### [RECORD EXTRACTS]
[Start]

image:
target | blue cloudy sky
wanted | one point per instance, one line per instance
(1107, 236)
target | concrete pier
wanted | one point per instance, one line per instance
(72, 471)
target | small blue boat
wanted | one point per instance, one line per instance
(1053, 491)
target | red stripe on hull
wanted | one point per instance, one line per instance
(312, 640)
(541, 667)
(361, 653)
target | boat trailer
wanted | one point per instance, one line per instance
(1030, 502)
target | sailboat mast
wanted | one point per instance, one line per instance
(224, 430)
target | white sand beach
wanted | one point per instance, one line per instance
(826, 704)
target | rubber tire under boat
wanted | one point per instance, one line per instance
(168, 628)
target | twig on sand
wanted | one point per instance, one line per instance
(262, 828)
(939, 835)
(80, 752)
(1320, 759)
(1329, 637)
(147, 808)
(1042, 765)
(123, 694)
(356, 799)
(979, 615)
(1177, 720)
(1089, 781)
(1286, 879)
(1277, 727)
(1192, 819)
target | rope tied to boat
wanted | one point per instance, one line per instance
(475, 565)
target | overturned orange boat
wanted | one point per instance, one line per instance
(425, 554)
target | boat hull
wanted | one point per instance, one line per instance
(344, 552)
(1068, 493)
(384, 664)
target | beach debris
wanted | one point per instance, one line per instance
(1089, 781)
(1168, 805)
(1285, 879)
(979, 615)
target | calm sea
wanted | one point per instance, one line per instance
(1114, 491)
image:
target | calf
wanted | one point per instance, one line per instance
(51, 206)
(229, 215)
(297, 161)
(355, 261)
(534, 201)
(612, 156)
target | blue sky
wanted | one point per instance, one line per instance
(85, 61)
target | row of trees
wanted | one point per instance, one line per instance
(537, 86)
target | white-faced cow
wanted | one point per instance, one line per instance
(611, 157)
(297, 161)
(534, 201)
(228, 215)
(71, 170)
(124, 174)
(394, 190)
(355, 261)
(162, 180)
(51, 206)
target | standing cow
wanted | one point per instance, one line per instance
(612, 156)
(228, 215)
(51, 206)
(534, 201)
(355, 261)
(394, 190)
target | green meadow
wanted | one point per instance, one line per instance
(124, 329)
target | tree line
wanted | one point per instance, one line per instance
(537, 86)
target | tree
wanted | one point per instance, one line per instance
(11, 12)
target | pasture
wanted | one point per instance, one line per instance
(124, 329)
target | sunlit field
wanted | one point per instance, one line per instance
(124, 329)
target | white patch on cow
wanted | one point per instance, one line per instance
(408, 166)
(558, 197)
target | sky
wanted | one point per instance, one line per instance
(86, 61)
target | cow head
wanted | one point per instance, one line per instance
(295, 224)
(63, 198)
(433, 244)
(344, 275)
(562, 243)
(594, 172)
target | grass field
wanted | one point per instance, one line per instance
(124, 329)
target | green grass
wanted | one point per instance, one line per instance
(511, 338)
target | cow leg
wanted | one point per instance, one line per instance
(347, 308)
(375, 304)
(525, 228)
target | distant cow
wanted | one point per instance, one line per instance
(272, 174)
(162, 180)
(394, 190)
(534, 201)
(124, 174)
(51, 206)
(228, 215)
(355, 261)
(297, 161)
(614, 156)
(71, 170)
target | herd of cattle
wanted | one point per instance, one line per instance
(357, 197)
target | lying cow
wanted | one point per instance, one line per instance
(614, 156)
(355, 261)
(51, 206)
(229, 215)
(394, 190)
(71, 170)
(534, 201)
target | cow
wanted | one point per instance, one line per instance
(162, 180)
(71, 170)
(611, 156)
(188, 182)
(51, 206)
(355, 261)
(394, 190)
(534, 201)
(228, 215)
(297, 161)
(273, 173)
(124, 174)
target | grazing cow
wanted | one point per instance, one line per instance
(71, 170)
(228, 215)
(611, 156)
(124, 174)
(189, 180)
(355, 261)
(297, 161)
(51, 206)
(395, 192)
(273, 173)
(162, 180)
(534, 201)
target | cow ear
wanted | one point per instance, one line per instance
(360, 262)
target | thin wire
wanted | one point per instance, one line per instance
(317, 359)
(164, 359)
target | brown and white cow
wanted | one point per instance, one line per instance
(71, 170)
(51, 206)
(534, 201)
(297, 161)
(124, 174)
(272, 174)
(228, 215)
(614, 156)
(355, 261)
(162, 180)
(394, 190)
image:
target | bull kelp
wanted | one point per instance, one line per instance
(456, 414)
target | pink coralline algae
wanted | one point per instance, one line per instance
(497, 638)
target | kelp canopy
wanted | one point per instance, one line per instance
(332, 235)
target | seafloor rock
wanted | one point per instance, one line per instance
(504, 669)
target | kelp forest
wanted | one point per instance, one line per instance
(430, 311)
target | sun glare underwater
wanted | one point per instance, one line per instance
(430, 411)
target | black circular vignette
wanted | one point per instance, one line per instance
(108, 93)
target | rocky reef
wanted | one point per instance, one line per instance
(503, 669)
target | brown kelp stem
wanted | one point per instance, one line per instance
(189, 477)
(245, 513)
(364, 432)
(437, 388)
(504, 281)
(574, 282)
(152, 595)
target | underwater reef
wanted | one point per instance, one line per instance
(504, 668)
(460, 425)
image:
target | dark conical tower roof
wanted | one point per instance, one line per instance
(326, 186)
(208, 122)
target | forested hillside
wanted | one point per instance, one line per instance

[End]
[Start]

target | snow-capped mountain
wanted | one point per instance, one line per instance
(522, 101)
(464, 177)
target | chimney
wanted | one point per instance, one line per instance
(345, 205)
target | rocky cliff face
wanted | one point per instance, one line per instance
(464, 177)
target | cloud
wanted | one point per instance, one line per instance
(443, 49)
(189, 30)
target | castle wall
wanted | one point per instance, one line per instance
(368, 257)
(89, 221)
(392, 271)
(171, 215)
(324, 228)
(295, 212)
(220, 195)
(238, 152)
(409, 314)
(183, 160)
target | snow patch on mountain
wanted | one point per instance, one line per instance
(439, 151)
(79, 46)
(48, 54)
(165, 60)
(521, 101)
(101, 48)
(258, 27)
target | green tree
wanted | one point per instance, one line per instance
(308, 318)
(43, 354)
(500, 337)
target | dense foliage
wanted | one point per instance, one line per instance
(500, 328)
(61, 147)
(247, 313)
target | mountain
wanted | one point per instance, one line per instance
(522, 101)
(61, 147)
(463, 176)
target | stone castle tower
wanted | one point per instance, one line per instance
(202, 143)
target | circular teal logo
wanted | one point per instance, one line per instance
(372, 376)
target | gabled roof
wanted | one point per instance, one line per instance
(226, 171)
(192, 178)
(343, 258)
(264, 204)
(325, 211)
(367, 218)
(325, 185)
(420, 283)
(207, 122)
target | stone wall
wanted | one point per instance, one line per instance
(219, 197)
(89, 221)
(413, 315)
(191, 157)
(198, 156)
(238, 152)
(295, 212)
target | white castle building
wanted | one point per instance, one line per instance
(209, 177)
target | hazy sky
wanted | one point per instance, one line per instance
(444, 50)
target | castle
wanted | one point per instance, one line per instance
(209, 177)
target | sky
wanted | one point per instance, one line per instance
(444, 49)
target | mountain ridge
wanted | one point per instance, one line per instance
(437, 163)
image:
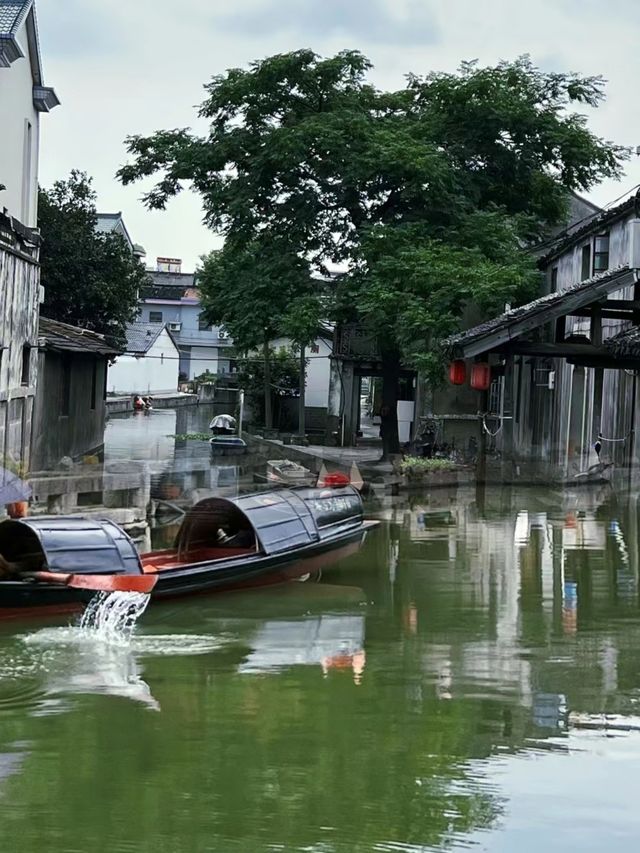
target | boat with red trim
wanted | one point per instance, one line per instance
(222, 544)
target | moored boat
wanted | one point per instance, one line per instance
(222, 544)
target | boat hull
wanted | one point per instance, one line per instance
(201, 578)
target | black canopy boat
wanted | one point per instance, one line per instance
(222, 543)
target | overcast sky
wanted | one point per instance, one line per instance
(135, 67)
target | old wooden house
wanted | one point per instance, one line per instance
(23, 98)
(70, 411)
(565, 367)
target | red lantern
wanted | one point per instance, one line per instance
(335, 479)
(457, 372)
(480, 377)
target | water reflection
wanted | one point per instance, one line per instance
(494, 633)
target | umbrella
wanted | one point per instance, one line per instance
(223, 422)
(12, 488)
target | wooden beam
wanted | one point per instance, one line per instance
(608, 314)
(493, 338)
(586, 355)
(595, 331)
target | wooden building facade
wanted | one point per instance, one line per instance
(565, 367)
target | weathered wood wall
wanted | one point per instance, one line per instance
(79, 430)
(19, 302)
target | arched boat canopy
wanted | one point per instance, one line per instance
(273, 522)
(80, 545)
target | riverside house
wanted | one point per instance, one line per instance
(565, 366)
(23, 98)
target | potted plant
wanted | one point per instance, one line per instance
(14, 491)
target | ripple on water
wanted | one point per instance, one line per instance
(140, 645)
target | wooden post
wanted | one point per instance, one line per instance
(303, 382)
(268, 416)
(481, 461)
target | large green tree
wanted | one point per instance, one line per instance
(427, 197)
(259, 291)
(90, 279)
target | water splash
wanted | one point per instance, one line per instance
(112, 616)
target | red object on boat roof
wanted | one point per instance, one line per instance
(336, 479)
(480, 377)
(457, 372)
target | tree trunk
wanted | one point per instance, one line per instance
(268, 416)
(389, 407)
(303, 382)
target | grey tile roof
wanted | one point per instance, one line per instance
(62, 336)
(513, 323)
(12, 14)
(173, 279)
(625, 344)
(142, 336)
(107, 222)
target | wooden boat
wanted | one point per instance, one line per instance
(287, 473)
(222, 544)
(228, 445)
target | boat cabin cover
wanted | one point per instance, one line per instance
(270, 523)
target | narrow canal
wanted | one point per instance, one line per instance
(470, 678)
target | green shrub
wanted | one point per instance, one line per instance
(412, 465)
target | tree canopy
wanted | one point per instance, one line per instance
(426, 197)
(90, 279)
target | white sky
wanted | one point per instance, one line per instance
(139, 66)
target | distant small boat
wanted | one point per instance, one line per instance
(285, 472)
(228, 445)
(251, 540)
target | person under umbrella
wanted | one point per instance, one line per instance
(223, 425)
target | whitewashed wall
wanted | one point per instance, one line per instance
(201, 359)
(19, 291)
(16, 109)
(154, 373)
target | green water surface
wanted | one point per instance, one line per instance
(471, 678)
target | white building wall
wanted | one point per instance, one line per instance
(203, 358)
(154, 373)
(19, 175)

[End]
[Start]

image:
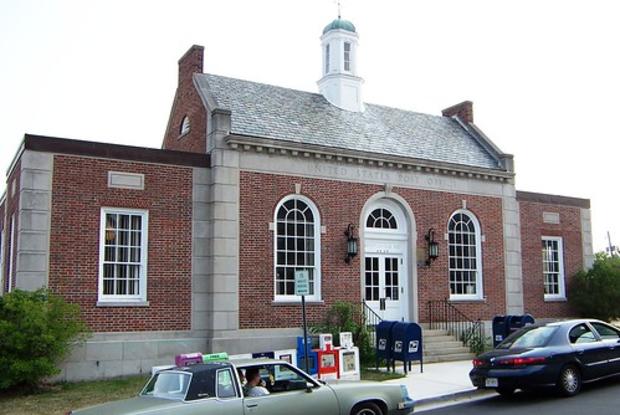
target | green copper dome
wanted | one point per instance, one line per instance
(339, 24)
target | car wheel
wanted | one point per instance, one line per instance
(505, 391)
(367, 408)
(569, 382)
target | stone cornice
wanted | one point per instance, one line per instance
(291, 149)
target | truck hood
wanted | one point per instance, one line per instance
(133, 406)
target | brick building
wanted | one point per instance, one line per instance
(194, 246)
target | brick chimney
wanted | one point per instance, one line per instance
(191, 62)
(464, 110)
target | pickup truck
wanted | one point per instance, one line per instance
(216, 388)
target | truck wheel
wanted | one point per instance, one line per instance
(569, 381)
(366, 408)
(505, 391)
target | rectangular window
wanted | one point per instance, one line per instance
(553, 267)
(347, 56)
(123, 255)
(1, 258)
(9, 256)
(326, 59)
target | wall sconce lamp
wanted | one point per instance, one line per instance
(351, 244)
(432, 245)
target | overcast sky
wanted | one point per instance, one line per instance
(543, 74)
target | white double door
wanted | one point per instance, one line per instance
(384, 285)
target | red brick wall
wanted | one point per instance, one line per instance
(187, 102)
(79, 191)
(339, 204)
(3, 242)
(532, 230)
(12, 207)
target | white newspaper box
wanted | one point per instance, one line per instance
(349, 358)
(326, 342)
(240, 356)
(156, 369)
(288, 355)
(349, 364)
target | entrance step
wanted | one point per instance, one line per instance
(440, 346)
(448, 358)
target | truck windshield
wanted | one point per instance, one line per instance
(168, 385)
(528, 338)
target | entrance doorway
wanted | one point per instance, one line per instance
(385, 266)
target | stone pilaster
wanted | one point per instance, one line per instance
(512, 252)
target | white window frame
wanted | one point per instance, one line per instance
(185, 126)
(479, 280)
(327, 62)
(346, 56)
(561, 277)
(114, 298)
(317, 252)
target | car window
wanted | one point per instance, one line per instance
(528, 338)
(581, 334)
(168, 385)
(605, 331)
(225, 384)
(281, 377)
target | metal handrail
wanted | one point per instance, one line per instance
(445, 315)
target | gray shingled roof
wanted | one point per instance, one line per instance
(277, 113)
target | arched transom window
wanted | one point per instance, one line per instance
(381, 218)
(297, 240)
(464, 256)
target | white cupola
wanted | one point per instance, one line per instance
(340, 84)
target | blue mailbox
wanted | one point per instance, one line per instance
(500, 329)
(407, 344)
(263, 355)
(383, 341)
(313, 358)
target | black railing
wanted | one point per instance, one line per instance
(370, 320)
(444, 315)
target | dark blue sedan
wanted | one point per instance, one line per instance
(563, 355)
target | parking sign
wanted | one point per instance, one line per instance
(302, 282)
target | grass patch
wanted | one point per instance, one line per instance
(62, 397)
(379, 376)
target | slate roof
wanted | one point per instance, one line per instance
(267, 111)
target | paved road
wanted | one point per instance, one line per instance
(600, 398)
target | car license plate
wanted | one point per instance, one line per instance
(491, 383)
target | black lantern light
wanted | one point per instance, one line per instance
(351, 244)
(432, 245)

[End]

### [PROBLEM DETAILS]
Collect each line above that contains the string "wheel", matching its case exactly.

### [RESPONSE FOR THIS EXERCISE]
target | car wheel
target | truck wheel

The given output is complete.